-- Excerpt --
A year ago I criticized Hillary Clinton for saying “this (Bush) administration will go down in history as one of the worst.”
“She’s wrong,” I wrote. Then I rated these five presidents, in this order, as the worst: Andrew Jackson, James Buchanan, Ulysses Grant,
Hoover and Richard Nixon. “It’s very unlikely Bush can crack that list,”
I added.
I was wrong. This is my mea culpa. Not only has Bush cracked that list, but he is planted firmly at the top….
Bush admitting his many mistakes on Iraq and ending that fiasco might make many of us forgive, even though we can never forget the terrible toll in lives and dollars.
The collapse of the Bush presidency brings to mind the plight of the Greek tragic figure Icarus, whose father built wings made of feathers and wax to enable them to escape from their exile on Crete. Intoxicated by hubris and uncontrollable sensations of his own potency, Icarus exceeded his limits and flew too close to the sun, which melted his wings and caused him to plunge helplessly into the sea.
One can draw a straight line between the unprecedented heights reached by George Bush in his post-9/11 glory days and the hubris-and arrogance-driven collapse—now sustained and total—of his presidency.
By any measure, things have not gone well for the United States over the first six years of the Bush presidency. Is there anyone who really claims otherwise? In any area, what metrics could possibly be adopted, what achievements invoked, in order to argue that the interests and welfare of America have been enhanced during this administration?
As Brinkley points out, while Bush and Lyndon Johnson both presided over a deeply unpopular war, Johnson’s place in history is vastly improved by substantial “major domestic accomplishments to boast about when leaving the White House, such as the Civil Rights Act and Medicare/Medicaid.” By stark contrast, Brinkley pointed out, “Bush has virtually none.”
It appears highly likely, even inevitable, that until Bush leaves office on January 20, 2009, the United States is going to be saddled with a failed president, one who is lost, aimless, weak, and isolated in the extreme. Yet he continues as inflexibly as ever to be driven by a worldview that has come to be almost universally rejected as useless, even dangerous, for dealing with the challenges facing the nation.
A failed, lame-duck president, with nothing to lose, can either accept his impotence and passively muddle through the remainder of his term or do the opposite—move furiously forward on an extremist course, free of the constraints of facing the electorate again and convinced that he is on the side of Good and Right. Such a conviction can lead to the belief that his unpopularity is not an impediment, but a challenge, even a
calling,
to demonstrate his resolve and commitment by persisting
even more tenaciously
in the face of almost universal opposition.

-- Material supplied --
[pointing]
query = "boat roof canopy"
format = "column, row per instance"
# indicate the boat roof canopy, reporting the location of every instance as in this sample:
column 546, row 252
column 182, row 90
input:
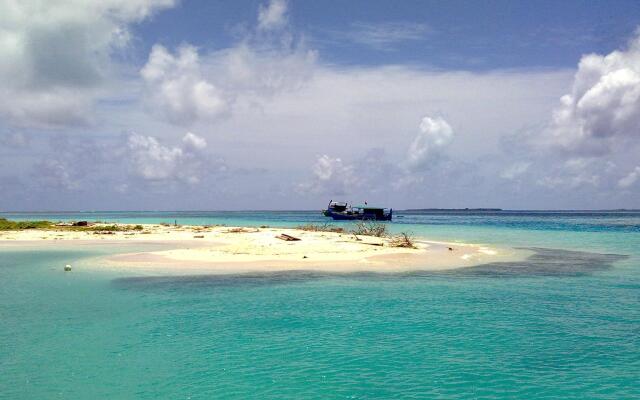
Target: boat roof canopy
column 366, row 207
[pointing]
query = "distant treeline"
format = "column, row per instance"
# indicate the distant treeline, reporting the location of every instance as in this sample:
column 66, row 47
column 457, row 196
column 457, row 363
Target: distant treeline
column 454, row 209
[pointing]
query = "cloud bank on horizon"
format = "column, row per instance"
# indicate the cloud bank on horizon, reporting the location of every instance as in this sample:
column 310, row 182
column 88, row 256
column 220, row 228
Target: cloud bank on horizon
column 94, row 117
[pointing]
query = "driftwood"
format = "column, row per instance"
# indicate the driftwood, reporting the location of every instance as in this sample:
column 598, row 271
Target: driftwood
column 241, row 230
column 288, row 238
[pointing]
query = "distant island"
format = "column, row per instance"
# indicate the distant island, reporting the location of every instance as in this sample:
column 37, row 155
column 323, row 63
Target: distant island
column 454, row 209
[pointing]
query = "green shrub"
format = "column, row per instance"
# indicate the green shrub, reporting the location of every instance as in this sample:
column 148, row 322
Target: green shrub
column 7, row 225
column 368, row 228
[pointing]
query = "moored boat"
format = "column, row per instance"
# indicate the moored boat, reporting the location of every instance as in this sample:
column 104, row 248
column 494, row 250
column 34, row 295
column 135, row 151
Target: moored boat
column 342, row 211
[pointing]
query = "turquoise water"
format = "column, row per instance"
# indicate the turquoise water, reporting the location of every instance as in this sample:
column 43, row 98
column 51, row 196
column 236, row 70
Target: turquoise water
column 563, row 324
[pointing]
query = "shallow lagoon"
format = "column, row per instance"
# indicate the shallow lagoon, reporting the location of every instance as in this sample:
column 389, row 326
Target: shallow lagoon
column 566, row 323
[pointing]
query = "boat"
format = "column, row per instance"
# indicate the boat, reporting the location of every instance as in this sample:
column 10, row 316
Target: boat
column 344, row 212
column 335, row 206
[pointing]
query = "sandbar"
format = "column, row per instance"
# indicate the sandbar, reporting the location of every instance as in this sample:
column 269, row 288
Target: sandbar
column 223, row 249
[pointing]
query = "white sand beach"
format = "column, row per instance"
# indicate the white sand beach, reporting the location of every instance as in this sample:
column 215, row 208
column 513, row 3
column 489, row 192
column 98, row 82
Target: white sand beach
column 222, row 249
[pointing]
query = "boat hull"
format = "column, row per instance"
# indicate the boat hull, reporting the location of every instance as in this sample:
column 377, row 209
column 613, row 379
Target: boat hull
column 338, row 216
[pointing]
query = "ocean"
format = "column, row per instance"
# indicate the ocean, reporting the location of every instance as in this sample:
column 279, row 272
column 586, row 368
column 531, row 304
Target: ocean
column 564, row 323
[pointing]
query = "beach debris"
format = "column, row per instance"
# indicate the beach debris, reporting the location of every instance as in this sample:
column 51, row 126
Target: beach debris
column 288, row 238
column 241, row 230
column 404, row 239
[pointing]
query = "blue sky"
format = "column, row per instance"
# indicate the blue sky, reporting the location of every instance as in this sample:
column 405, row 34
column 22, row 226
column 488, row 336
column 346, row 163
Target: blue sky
column 452, row 34
column 167, row 104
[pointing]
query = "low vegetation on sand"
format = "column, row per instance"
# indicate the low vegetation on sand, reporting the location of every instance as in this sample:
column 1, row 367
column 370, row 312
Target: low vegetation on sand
column 321, row 228
column 365, row 228
column 7, row 225
column 402, row 240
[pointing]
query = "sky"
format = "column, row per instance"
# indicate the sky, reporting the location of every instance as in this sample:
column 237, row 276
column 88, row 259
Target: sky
column 275, row 104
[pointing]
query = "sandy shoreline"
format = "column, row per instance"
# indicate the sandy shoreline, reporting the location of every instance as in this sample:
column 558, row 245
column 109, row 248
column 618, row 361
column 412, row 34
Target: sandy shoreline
column 222, row 249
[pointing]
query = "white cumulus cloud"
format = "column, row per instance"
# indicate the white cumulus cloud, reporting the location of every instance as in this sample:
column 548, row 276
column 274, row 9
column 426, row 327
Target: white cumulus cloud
column 178, row 88
column 273, row 15
column 603, row 108
column 155, row 162
column 435, row 134
column 629, row 179
column 55, row 54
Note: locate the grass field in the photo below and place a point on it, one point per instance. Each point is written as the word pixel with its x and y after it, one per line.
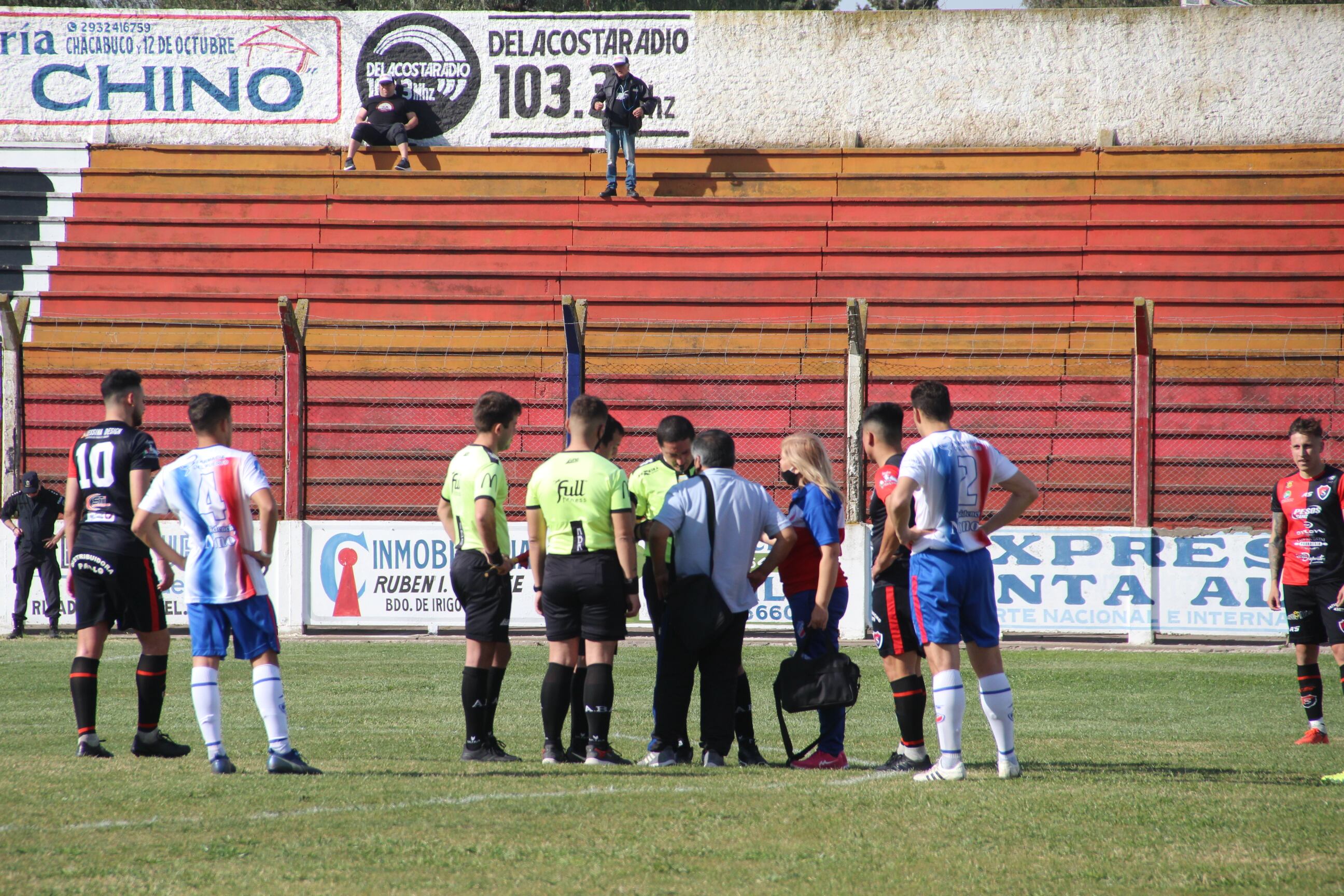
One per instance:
pixel 1143 773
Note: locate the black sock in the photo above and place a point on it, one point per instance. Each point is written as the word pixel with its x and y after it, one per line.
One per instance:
pixel 1309 684
pixel 598 695
pixel 555 701
pixel 151 683
pixel 492 694
pixel 743 722
pixel 84 690
pixel 475 683
pixel 578 719
pixel 911 699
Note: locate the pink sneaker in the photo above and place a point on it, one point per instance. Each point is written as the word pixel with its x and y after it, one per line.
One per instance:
pixel 822 761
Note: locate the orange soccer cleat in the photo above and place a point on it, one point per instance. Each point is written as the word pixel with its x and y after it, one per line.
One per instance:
pixel 1313 737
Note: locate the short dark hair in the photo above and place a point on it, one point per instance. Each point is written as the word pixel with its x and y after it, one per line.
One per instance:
pixel 1307 426
pixel 930 398
pixel 206 412
pixel 885 419
pixel 716 449
pixel 675 429
pixel 495 409
pixel 609 431
pixel 119 382
pixel 589 409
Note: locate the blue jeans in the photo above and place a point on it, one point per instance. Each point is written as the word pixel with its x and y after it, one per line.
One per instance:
pixel 814 644
pixel 620 139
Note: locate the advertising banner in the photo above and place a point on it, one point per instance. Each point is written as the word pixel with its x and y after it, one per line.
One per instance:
pixel 472 78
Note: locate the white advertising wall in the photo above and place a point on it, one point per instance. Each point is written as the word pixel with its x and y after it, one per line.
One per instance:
pixel 992 78
pixel 1047 581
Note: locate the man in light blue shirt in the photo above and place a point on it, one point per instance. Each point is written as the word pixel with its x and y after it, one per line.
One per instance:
pixel 743 512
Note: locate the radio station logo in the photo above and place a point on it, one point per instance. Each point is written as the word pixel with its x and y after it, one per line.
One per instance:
pixel 433 62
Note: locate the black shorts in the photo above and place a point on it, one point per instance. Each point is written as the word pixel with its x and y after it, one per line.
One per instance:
pixel 393 135
pixel 116 589
pixel 893 626
pixel 486 598
pixel 584 597
pixel 1312 617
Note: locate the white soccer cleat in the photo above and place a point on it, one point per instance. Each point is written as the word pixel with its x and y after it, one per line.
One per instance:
pixel 939 773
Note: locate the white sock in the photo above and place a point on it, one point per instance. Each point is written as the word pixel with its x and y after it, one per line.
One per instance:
pixel 949 706
pixel 205 696
pixel 271 703
pixel 996 701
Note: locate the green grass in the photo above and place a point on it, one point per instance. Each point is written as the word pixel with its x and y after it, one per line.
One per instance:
pixel 1143 773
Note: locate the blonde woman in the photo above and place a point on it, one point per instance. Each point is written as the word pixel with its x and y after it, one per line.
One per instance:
pixel 814 583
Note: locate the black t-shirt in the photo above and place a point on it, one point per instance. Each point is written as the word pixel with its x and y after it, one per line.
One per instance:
pixel 884 484
pixel 103 460
pixel 37 516
pixel 387 110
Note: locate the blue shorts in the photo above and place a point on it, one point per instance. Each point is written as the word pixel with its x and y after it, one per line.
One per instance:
pixel 952 597
pixel 252 624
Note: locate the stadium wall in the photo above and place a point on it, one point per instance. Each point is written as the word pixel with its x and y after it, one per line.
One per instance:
pixel 1108 581
pixel 1003 78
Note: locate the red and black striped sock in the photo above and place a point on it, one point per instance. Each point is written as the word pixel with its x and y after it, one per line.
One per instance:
pixel 151 683
pixel 1309 685
pixel 911 697
pixel 84 690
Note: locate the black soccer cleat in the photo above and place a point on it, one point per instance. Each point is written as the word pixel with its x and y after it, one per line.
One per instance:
pixel 904 765
pixel 749 754
pixel 163 747
pixel 97 750
pixel 288 763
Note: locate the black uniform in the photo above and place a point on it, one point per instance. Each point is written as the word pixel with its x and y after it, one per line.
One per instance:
pixel 37 516
pixel 112 578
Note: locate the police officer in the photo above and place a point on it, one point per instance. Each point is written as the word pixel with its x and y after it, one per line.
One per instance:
pixel 35 549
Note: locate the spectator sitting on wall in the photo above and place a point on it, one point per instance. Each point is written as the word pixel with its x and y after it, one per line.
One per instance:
pixel 384 121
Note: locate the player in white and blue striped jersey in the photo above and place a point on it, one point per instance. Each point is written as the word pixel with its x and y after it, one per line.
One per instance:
pixel 210 491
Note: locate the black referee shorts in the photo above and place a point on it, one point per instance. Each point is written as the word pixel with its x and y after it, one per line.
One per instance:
pixel 584 597
pixel 486 597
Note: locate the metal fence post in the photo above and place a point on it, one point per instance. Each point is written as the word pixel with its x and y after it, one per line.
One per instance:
pixel 14 317
pixel 293 321
pixel 576 320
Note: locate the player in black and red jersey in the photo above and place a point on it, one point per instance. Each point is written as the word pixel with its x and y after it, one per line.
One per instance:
pixel 1307 562
pixel 893 628
pixel 110 576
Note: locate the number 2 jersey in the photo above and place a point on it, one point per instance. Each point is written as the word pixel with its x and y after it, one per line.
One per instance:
pixel 1315 549
pixel 954 471
pixel 101 461
pixel 209 491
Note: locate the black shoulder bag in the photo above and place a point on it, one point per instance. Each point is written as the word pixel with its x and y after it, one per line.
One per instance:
pixel 696 613
pixel 807 685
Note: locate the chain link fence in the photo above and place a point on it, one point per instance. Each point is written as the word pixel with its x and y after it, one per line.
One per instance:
pixel 1225 397
pixel 1056 398
pixel 66 359
pixel 389 405
pixel 759 381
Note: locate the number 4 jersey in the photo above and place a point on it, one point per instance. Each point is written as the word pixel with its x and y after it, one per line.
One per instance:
pixel 101 461
pixel 954 471
pixel 209 491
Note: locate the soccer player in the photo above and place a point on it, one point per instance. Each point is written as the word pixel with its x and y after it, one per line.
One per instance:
pixel 581 539
pixel 893 625
pixel 1307 563
pixel 110 576
pixel 209 489
pixel 948 474
pixel 471 507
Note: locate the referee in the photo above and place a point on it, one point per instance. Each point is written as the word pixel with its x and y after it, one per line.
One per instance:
pixel 581 539
pixel 35 549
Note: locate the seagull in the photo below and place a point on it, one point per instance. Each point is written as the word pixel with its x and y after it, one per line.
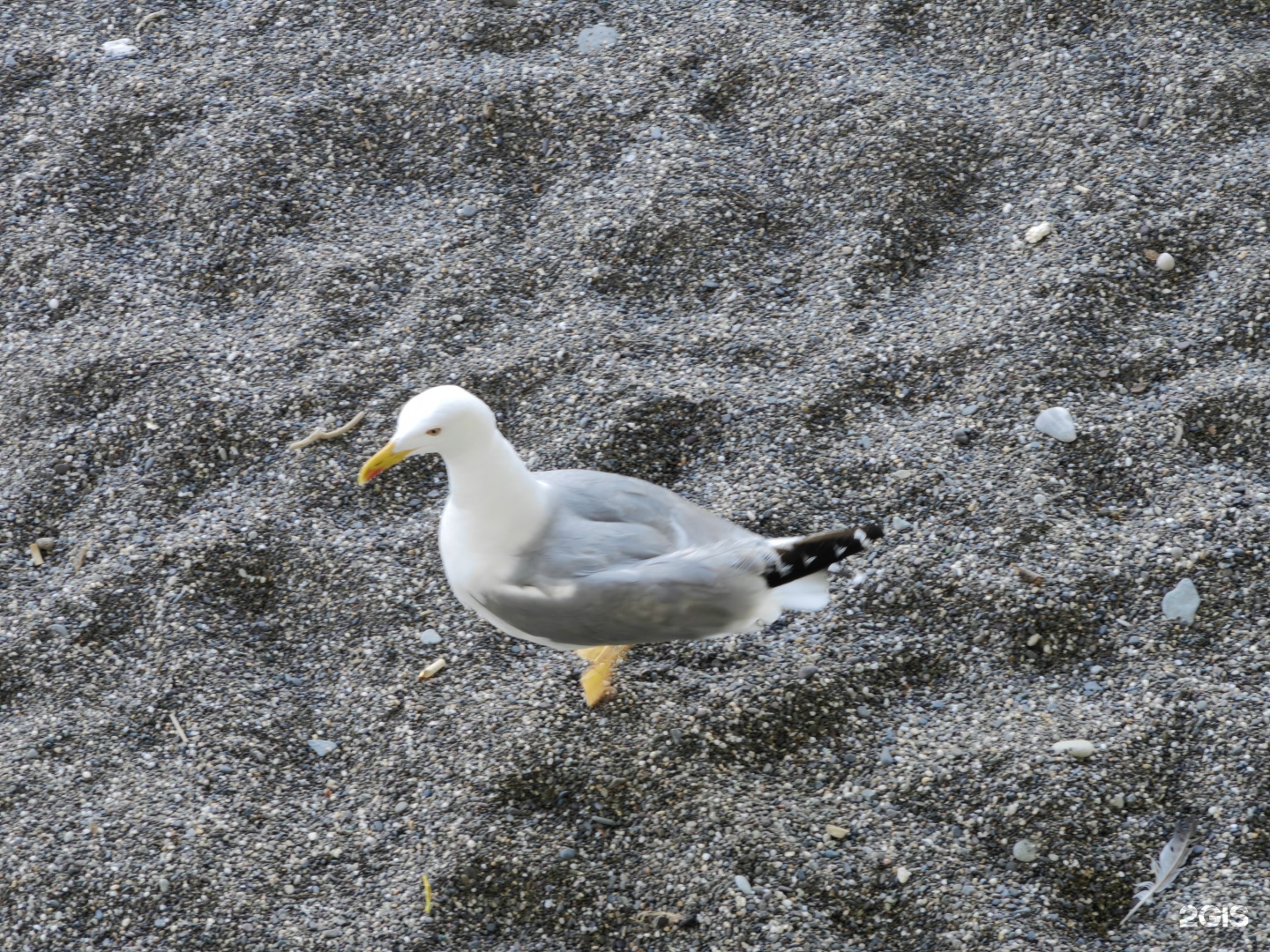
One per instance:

-- Work to be completed --
Please print the part of the excerpt on the Bush presidency that begins with the words containing "As Brinkley points" and ends with "facing the nation.", with no changes.

-- Answer box --
As Brinkley points out, while Bush and Lyndon Johnson both presided over a deeply unpopular war, Johnson’s place in history is vastly improved by substantial “major domestic accomplishments to boast about when leaving the White House, such as the Civil Rights Act and Medicare/Medicaid.” By stark contrast, Brinkley pointed out, “Bush has virtually none.”
It appears highly likely, even inevitable, that until Bush leaves office on January 20, 2009, the United States is going to be saddled with a failed president, one who is lost, aimless, weak, and isolated in the extreme. Yet he continues as inflexibly as ever to be driven by a worldview that has come to be almost universally rejected as useless, even dangerous, for dealing with the challenges facing the nation.